## Source extract:
A popular hunting rifle scope over the years has been Burris' Fullfield II series of rifle scopes. For 2011, Burris, based in Greeley Colorado, has made significant upgrades to the Fullfield II scope line. This review will take a look at the new E1 in a 3x-9x-40mm scope and compare it to the standard Fullfield II.
Currently Burris is offering the new E1 series in four power combinations: 2x-7x-35mm, 3x-9x-40mm, 3x-9x-50mm, and 4.5x-14x-42mm. This covers nearly all of the power variations available in the standard Fullfield II except it leaves out the 6.5x-20x-50mm.
The E1 is named after the new “Enhanced” Ballistic Plex reticle. The original Ballistic Plex offered bullet drop compensation for a variety of cartridges and the new E1 offers the same ballistic fit, but enhances it with 10 MPH crosswind dots on either side of each of the ballistic cross hatches. If you already own a Ballistic Plex reticle, you will find the E1 matches up identically with your current setup, and simply gives a cross wind gauge. Each crosswind dot is ¼ of a MOA or ¼ of an inch at 100 yards, which can be used to determine distance to a object of a known size.
The new E1 also sports an improved turret system. Burris increased the turret cap cover size and knurled them with large groves to make it easy to get the turret covers on and off. The turret itself is also larger with an improved grip. Like the standard Fullfield II, the click adjustments are still ¼ inch at 100 yards or ¼ MOA per click. The new turrets have 68 clicks in one revolution of the turret which translates to 17 inches of movement at 100 yards.
The final improvement to the Fullfield II is moving the magnification adjustment out of the eye piece and including it as a separate power adjustment ring that rotates freely from the body of the scope and the eye piece. This design is more common in a lot of scopes on the market and while for the most part it is a minor issue, those that use an eye piece scope cap cover will immediately notice the benefit of the power adjustment ring. When using a scope cap cover on a standard Fullfield II, adjusting the magnification would cause the scope cap cover to rotate, perhaps out of alignment with the quick release tabs on the cover.
The optics of the E1 are the same as the standard Fullfield II which are known for their light transmission, brightness, and clarity. The new E1 in 3x-9x-40mm will have a street price of about $200, which is approximately $20 more than the standard Fullfield II in the same power and objective size.

## Problems to solve:
1. Retype the scope review between "The final improvement" and "on the cover.", inclusive.
2. According to the scope review, how many clicks are in one revolution of the new E1 turrets?
3. Carry on writing the Burris scope review past its final sentence.

## Provided records:
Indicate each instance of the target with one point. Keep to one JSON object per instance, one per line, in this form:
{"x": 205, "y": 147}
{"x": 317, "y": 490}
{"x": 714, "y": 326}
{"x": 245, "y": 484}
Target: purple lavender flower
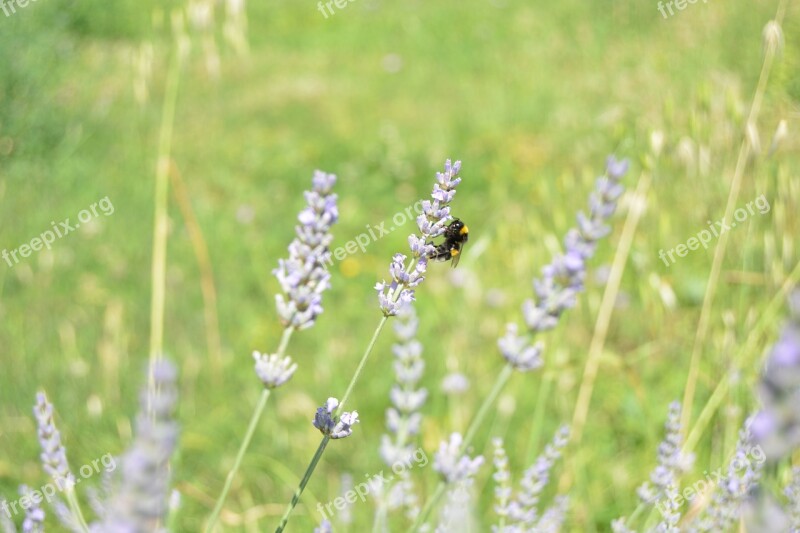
{"x": 792, "y": 493}
{"x": 334, "y": 427}
{"x": 732, "y": 490}
{"x": 431, "y": 223}
{"x": 403, "y": 419}
{"x": 671, "y": 462}
{"x": 303, "y": 276}
{"x": 140, "y": 494}
{"x": 454, "y": 466}
{"x": 561, "y": 281}
{"x": 34, "y": 515}
{"x": 522, "y": 511}
{"x": 563, "y": 278}
{"x": 776, "y": 428}
{"x": 503, "y": 491}
{"x": 274, "y": 370}
{"x": 54, "y": 455}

## Solved problems:
1.
The final improvement to the Fullfield II is moving the magnification adjustment out of the eye piece and including it as a separate power adjustment ring that rotates freely from the body of the scope and the eye piece. This design is more common in a lot of scopes on the market and while for the most part it is a minor issue, those that use an eye piece scope cap cover will immediately notice the benefit of the power adjustment ring. When using a scope cap cover on a standard Fullfield II, adjusting the magnification would cause the scope cap cover to rotate, perhaps out of alignment with the quick release tabs on the cover.

2. 68 clicks

3.
We only have a few minor criticisms of the scope. First, our review model did not include a sheet explaining what the dots represented in terms of crosswind. However this information could be quickly found on Burris' website . The other issue is that the new turret system does not appear to be easily removable to re-zero the turret after sighting in. This isn't a show stopper though considering the cost of the scope and the fact that most people will not re-zeo their turrets after sighting in anyway.
The new Fullfield E1 is a noticeable improvement over the standard model. The new turret system is quick and easy to use, the reticle is improved, and the new power ring makes it a good value at the current asking price.
The new magnification ring is separate from the eye piece and main body of
the scope, making it easy to set the magnification without rotating the eye piece.
The new scope turret covers are grooved and easy to grip for removal and installation.
The new E1 turret is larger, easy to rotate, and clearly
marked in number of clicks. Clicks are in 1/4 MOA.
Side view of both turrets.
The E1 is the same overall size as the older standard Fullfield II.
The standard Fullfield II is in the foreground.
Comparing the size of the two turrets.
Comparing the two magnification rings. The standard model rotates the entire eye piece.
The turrets on the E1 are much larger and easier to use than the standard model.
All Burris scopes equipped with the Ballistic Plex or E1 reticle come
with a handy ballistic chart that matches a variety of popular hunting
cartridges. Each cartridge is a sticker that can be placed on the side
of your rifle stock.
For more information about Burris products visit www.burrisoptics.com .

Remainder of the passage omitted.